• _Your objective_
Exactly repeat the line that contains "[trace] sky", then every line after it up to and including the final line.

☆ ☆ ☆ ☆

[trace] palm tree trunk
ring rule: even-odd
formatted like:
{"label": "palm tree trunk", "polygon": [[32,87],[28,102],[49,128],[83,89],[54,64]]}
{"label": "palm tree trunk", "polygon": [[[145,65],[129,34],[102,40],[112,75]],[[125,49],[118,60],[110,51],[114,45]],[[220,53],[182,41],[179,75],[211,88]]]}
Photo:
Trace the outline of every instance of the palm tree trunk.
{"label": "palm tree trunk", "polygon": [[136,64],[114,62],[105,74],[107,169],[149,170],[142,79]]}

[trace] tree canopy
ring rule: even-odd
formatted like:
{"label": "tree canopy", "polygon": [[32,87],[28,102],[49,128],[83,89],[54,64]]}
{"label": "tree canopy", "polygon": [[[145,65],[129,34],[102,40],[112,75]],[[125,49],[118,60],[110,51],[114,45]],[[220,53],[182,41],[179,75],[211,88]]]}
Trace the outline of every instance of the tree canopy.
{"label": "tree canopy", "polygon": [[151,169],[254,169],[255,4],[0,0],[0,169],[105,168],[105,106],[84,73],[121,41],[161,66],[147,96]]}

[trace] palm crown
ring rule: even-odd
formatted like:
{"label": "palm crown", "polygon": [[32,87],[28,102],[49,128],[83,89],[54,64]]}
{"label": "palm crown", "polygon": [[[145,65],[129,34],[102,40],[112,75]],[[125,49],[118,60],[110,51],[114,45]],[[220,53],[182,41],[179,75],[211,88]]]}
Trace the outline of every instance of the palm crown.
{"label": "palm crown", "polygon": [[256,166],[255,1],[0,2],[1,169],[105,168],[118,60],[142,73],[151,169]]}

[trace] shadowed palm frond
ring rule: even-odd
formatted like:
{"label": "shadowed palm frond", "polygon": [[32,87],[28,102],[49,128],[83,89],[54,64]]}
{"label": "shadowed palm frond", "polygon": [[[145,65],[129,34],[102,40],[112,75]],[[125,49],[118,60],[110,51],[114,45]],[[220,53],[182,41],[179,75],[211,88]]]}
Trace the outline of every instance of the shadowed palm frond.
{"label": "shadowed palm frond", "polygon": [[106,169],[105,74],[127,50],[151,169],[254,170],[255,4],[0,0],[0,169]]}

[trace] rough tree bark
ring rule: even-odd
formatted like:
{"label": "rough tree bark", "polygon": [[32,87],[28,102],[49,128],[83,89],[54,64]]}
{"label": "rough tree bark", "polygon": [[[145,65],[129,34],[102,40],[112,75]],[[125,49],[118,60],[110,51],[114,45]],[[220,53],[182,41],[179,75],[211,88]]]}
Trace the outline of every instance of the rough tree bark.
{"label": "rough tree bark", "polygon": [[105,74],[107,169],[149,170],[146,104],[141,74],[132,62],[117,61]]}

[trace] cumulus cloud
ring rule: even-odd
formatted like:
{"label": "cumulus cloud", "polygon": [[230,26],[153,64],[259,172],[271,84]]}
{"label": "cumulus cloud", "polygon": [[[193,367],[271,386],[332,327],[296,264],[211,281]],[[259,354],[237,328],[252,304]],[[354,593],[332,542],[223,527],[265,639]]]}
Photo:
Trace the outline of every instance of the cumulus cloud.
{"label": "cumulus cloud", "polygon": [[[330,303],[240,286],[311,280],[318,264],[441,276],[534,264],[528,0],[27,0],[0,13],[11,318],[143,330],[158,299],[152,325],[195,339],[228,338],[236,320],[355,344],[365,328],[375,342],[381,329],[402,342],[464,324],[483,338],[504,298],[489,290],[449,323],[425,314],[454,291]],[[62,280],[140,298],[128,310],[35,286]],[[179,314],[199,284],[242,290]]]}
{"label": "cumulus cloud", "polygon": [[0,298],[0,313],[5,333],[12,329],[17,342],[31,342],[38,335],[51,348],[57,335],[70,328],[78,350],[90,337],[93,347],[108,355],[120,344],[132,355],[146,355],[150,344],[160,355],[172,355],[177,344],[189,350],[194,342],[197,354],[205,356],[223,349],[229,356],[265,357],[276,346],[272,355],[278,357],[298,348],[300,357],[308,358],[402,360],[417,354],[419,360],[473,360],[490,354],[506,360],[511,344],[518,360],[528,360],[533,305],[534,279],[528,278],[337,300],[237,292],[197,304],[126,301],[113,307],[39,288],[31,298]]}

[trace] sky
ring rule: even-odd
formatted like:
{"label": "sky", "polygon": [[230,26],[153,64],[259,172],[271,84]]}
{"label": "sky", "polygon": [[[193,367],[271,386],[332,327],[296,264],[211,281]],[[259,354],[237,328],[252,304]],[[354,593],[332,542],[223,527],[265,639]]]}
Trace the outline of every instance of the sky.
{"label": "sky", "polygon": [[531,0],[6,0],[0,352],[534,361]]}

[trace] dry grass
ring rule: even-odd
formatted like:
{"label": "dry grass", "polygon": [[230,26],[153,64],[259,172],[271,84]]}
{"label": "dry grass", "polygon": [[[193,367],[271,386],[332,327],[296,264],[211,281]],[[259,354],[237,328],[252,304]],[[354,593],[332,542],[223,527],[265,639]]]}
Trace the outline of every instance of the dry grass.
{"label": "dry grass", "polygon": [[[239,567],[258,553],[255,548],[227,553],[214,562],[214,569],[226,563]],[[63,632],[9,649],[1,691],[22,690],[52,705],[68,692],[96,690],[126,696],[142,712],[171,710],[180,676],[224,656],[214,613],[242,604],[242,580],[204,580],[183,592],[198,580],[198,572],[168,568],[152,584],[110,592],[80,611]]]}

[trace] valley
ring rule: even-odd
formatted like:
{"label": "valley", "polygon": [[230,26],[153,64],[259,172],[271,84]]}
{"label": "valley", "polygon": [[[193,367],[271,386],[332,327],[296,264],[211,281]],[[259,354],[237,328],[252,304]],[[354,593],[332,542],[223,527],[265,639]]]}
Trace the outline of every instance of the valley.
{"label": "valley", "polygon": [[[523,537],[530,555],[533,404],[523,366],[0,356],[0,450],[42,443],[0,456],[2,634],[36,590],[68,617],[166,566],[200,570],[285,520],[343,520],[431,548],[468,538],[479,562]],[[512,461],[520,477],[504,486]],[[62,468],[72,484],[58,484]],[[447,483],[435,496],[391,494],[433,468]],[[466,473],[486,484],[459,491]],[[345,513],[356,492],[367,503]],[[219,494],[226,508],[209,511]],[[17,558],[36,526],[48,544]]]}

☆ ☆ ☆ ☆

• _Answer for the task_
[trace] sky
ring rule: even-odd
formatted like:
{"label": "sky", "polygon": [[230,26],[153,64],[259,172],[271,84]]}
{"label": "sky", "polygon": [[[193,367],[271,386],[332,327],[296,264],[211,281]],[[259,354],[237,328],[252,304]],[[354,593],[332,542],[223,527],[265,639]]]}
Trace the outline of every instance of the sky.
{"label": "sky", "polygon": [[531,0],[6,0],[0,352],[534,361]]}

[trace] dry grass
ring rule: even-odd
formatted like:
{"label": "dry grass", "polygon": [[230,26],[153,64],[259,172],[271,84]]}
{"label": "dry grass", "polygon": [[[193,367],[271,386],[332,327],[296,264],[211,281]],[[259,354],[237,328],[252,304]],[[354,593],[332,542],[223,527],[265,639]]]}
Trace the outline of every instance of the dry grass.
{"label": "dry grass", "polygon": [[[239,567],[258,553],[255,548],[227,553],[214,562],[214,569],[226,563]],[[63,632],[9,649],[1,691],[22,690],[52,705],[68,692],[96,690],[126,696],[142,712],[171,710],[180,676],[224,656],[214,613],[242,604],[242,580],[204,580],[183,592],[198,580],[198,572],[168,568],[152,584],[110,592],[80,611]]]}

[trace] valley
ring rule: even-odd
formatted like:
{"label": "valley", "polygon": [[230,26],[153,64],[259,172],[271,84]]}
{"label": "valley", "polygon": [[[193,367],[271,386],[332,327],[296,264],[211,281]],[[259,354],[237,328],[252,304]],[[354,593],[332,542],[223,527],[265,639]]]}
Trace the outline of every instance of the valley.
{"label": "valley", "polygon": [[[523,537],[530,555],[533,404],[523,366],[0,356],[0,450],[42,443],[0,456],[2,634],[36,590],[68,617],[166,566],[200,570],[285,520],[343,520],[431,548],[468,538],[479,562]],[[512,461],[520,477],[504,486]],[[62,468],[72,484],[58,484]],[[447,483],[435,496],[391,494],[433,468]],[[466,473],[486,484],[459,491]],[[345,513],[356,492],[367,503]],[[219,494],[226,508],[209,511]],[[17,558],[36,526],[48,544]]]}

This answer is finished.